Yazılı istek A. Aşağıdaki listede yer alan satırların tamamını hiçbir değişiklik yapmadan geri ver.

··· Verilen metin ···

Gençler çözüm süreciyle ilgili neler düşünüyor? Aklımda bu soru son üç gündür üniversitelerde, gençlerin toplandığı masalarda bir fikir edinmeye çabalıyorum. İstanbul Teknik, Bahçeşehir ve Mimar Sinan Güzel Sanatlar Üniversitelerindeki kafelerde, okulun yanındaki kahve dükkanlarında masaları gezip, konuşmaları duymayı zorlayan müzik eşliğinde öğrencileri dinlemeye çalışıyorum.
Çoğu gencin konuşmaktan, isimlerini vermekten sakınmalarından, ‘Tutuklamaya bahane arıyorlar, ona göre yazın’ uyarılarından herkesi kapsayan bir korkunun gençleri de ıskalamadığını görüyorum. Haksız da sayılmazlar ne yazık ki bu korkuda.

···

Yazılı istek B. Gençler ve çözüm süreci hakkındaki yukarıdaki metinden alınan şu cümleyi İngilizceye çevir: "İstanbul Teknik, Bahçeşehir ve Mimar Sinan Güzel Sanatlar Üniversitelerindeki kafelerde, okulun yanındaki kahve dükkanlarında masaları gezip, konuşmaları duymayı zorlayan müzik eşliğinde öğrencileri dinlemeye çalışıyorum".

··· Veri kümesi ···

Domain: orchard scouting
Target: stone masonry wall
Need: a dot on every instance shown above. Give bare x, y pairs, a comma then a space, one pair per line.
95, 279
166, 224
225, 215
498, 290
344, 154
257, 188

···

Alıştırma çıktısı A.
Domain: orchard scouting
Target: stone masonry wall
Need: a dot on every instance shown above. Give bare x, y pairs, a comma then a space, one pair per line.
95, 279
166, 224
225, 215
498, 290
344, 154
257, 188

Alıştırma çıktısı B. In the cafés at Istanbul Technical, Bahçeşehir and Mimar Sinan Fine Arts Universities and in the coffee shops next to the school, I go around the tables and try to listen to the students over music that makes it hard to hear the conversations.